Only some lines are wanted. Transcribe, exactly, the lines below from the line with "point: asphalt road" up to and including the line with "point: metal pole".

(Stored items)
^^^^

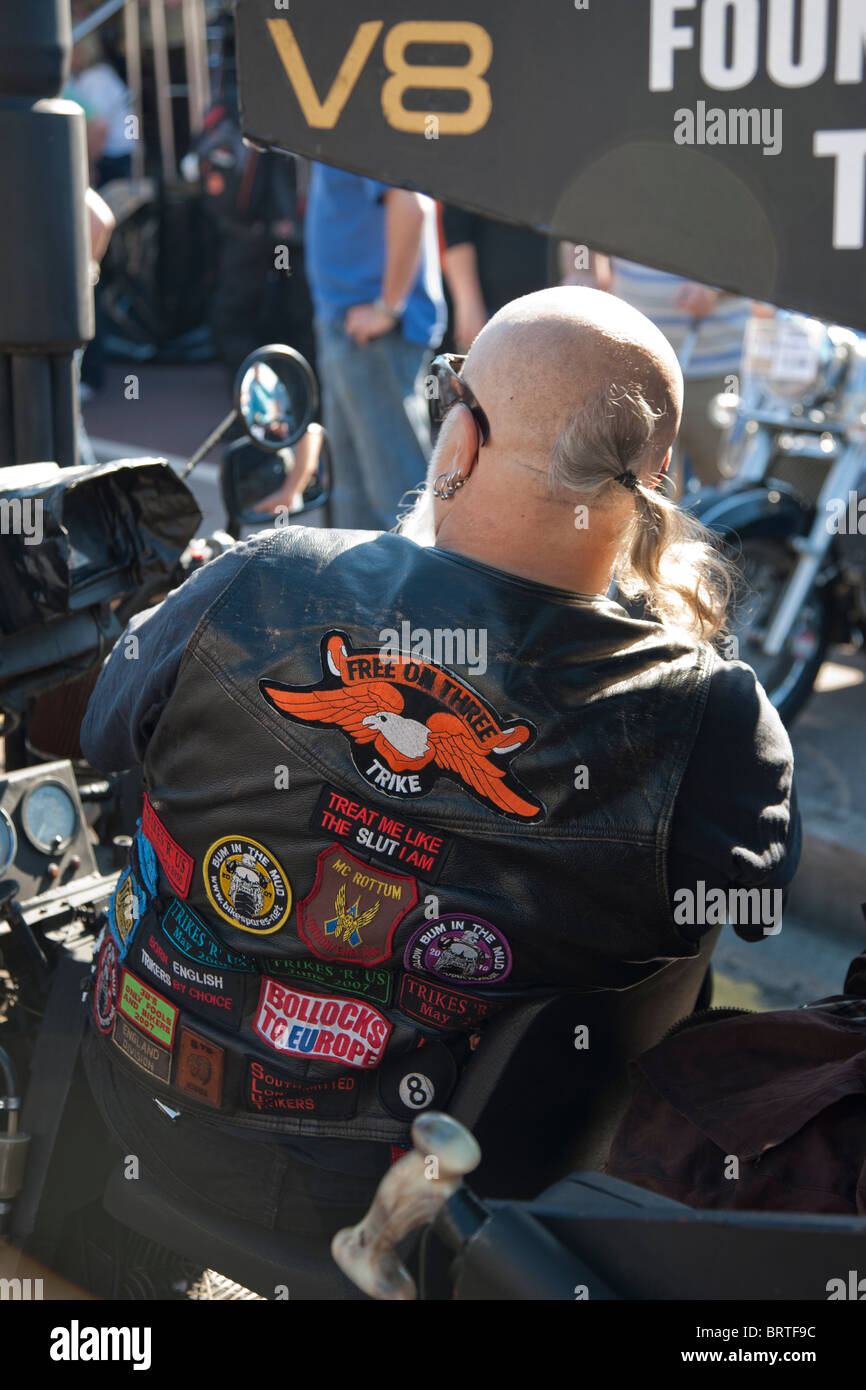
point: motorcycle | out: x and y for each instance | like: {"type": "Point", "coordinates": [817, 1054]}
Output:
{"type": "Point", "coordinates": [794, 512]}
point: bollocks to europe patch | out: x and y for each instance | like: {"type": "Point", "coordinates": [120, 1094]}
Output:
{"type": "Point", "coordinates": [246, 884]}
{"type": "Point", "coordinates": [409, 723]}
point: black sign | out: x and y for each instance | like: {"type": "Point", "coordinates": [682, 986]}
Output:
{"type": "Point", "coordinates": [720, 139]}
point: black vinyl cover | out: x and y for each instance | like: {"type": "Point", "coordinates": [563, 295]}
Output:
{"type": "Point", "coordinates": [89, 534]}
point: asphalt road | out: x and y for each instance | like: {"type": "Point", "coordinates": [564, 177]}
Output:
{"type": "Point", "coordinates": [171, 410]}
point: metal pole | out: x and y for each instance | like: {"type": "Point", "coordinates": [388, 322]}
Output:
{"type": "Point", "coordinates": [163, 89]}
{"type": "Point", "coordinates": [195, 54]}
{"type": "Point", "coordinates": [132, 46]}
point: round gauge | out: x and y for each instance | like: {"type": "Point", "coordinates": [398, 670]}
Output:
{"type": "Point", "coordinates": [9, 841]}
{"type": "Point", "coordinates": [49, 816]}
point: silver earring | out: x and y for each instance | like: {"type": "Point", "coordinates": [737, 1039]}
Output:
{"type": "Point", "coordinates": [452, 483]}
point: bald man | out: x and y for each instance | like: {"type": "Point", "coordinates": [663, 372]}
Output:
{"type": "Point", "coordinates": [398, 783]}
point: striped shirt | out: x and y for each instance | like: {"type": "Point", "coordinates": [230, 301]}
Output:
{"type": "Point", "coordinates": [719, 344]}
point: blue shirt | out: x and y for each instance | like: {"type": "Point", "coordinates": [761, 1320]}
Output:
{"type": "Point", "coordinates": [345, 253]}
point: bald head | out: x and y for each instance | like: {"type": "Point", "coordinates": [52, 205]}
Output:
{"type": "Point", "coordinates": [546, 356]}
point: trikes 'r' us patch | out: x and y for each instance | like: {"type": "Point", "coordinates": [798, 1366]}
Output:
{"type": "Point", "coordinates": [246, 884]}
{"type": "Point", "coordinates": [353, 908]}
{"type": "Point", "coordinates": [409, 723]}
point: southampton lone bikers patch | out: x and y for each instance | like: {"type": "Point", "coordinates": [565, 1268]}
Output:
{"type": "Point", "coordinates": [409, 723]}
{"type": "Point", "coordinates": [246, 886]}
{"type": "Point", "coordinates": [353, 909]}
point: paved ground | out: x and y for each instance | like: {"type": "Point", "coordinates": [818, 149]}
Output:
{"type": "Point", "coordinates": [175, 410]}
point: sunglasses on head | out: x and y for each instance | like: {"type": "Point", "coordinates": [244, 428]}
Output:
{"type": "Point", "coordinates": [446, 388]}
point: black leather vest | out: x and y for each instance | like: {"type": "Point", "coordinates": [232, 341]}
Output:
{"type": "Point", "coordinates": [392, 791]}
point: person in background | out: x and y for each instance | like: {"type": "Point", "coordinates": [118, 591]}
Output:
{"type": "Point", "coordinates": [488, 263]}
{"type": "Point", "coordinates": [674, 305]}
{"type": "Point", "coordinates": [374, 274]}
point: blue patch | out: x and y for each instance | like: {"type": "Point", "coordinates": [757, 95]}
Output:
{"type": "Point", "coordinates": [125, 909]}
{"type": "Point", "coordinates": [145, 855]}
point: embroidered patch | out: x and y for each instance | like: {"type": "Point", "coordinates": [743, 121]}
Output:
{"type": "Point", "coordinates": [409, 723]}
{"type": "Point", "coordinates": [198, 943]}
{"type": "Point", "coordinates": [353, 909]}
{"type": "Point", "coordinates": [177, 863]}
{"type": "Point", "coordinates": [246, 886]}
{"type": "Point", "coordinates": [199, 1068]}
{"type": "Point", "coordinates": [327, 975]}
{"type": "Point", "coordinates": [439, 1007]}
{"type": "Point", "coordinates": [214, 994]}
{"type": "Point", "coordinates": [417, 1080]}
{"type": "Point", "coordinates": [150, 1057]}
{"type": "Point", "coordinates": [459, 948]}
{"type": "Point", "coordinates": [148, 1009]}
{"type": "Point", "coordinates": [106, 986]}
{"type": "Point", "coordinates": [319, 1027]}
{"type": "Point", "coordinates": [382, 837]}
{"type": "Point", "coordinates": [125, 908]}
{"type": "Point", "coordinates": [271, 1093]}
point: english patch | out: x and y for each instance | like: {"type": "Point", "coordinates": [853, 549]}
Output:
{"type": "Point", "coordinates": [214, 994]}
{"type": "Point", "coordinates": [125, 908]}
{"type": "Point", "coordinates": [198, 943]}
{"type": "Point", "coordinates": [410, 723]}
{"type": "Point", "coordinates": [353, 909]}
{"type": "Point", "coordinates": [382, 837]}
{"type": "Point", "coordinates": [325, 975]}
{"type": "Point", "coordinates": [271, 1093]}
{"type": "Point", "coordinates": [106, 984]}
{"type": "Point", "coordinates": [148, 1009]}
{"type": "Point", "coordinates": [319, 1027]}
{"type": "Point", "coordinates": [459, 948]}
{"type": "Point", "coordinates": [150, 1057]}
{"type": "Point", "coordinates": [177, 863]}
{"type": "Point", "coordinates": [199, 1068]}
{"type": "Point", "coordinates": [246, 886]}
{"type": "Point", "coordinates": [417, 1080]}
{"type": "Point", "coordinates": [441, 1008]}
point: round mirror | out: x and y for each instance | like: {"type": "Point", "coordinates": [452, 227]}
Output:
{"type": "Point", "coordinates": [275, 396]}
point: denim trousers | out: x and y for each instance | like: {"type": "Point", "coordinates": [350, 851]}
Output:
{"type": "Point", "coordinates": [374, 412]}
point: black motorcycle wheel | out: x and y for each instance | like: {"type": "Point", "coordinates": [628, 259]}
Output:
{"type": "Point", "coordinates": [765, 567]}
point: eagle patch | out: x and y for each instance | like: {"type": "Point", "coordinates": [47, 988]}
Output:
{"type": "Point", "coordinates": [353, 908]}
{"type": "Point", "coordinates": [409, 723]}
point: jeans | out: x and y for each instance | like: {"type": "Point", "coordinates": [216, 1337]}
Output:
{"type": "Point", "coordinates": [374, 413]}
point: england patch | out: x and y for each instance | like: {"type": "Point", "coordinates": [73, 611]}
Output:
{"type": "Point", "coordinates": [246, 886]}
{"type": "Point", "coordinates": [141, 1050]}
{"type": "Point", "coordinates": [439, 1007]}
{"type": "Point", "coordinates": [410, 723]}
{"type": "Point", "coordinates": [106, 984]}
{"type": "Point", "coordinates": [319, 1027]}
{"type": "Point", "coordinates": [373, 831]}
{"type": "Point", "coordinates": [199, 1068]}
{"type": "Point", "coordinates": [125, 908]}
{"type": "Point", "coordinates": [271, 1093]}
{"type": "Point", "coordinates": [148, 1009]}
{"type": "Point", "coordinates": [198, 943]}
{"type": "Point", "coordinates": [214, 994]}
{"type": "Point", "coordinates": [327, 975]}
{"type": "Point", "coordinates": [177, 863]}
{"type": "Point", "coordinates": [459, 948]}
{"type": "Point", "coordinates": [353, 909]}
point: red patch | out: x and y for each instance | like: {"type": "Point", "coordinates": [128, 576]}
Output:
{"type": "Point", "coordinates": [353, 908]}
{"type": "Point", "coordinates": [177, 863]}
{"type": "Point", "coordinates": [319, 1027]}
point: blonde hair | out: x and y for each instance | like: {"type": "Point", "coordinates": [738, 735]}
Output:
{"type": "Point", "coordinates": [667, 558]}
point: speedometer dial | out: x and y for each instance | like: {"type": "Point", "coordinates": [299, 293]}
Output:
{"type": "Point", "coordinates": [49, 816]}
{"type": "Point", "coordinates": [9, 841]}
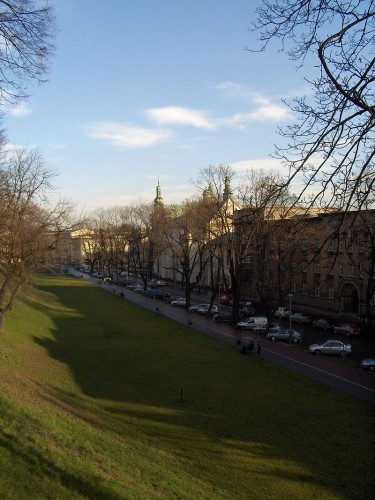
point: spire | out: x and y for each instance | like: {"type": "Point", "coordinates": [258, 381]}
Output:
{"type": "Point", "coordinates": [159, 199]}
{"type": "Point", "coordinates": [227, 189]}
{"type": "Point", "coordinates": [207, 193]}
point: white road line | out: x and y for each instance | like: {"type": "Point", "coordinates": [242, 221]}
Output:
{"type": "Point", "coordinates": [322, 371]}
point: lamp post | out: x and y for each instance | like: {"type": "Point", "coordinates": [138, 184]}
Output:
{"type": "Point", "coordinates": [290, 295]}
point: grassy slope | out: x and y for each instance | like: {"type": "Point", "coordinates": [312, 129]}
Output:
{"type": "Point", "coordinates": [90, 406]}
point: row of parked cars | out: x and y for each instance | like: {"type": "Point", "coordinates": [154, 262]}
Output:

^^^^

**Task result:**
point: asphalt road | out: x and y for each instance | like: {"type": "Point", "coordinates": [564, 177]}
Output:
{"type": "Point", "coordinates": [171, 410]}
point: metal pole | out: x and y for each instance | like: {"type": "Point", "coordinates": [388, 322]}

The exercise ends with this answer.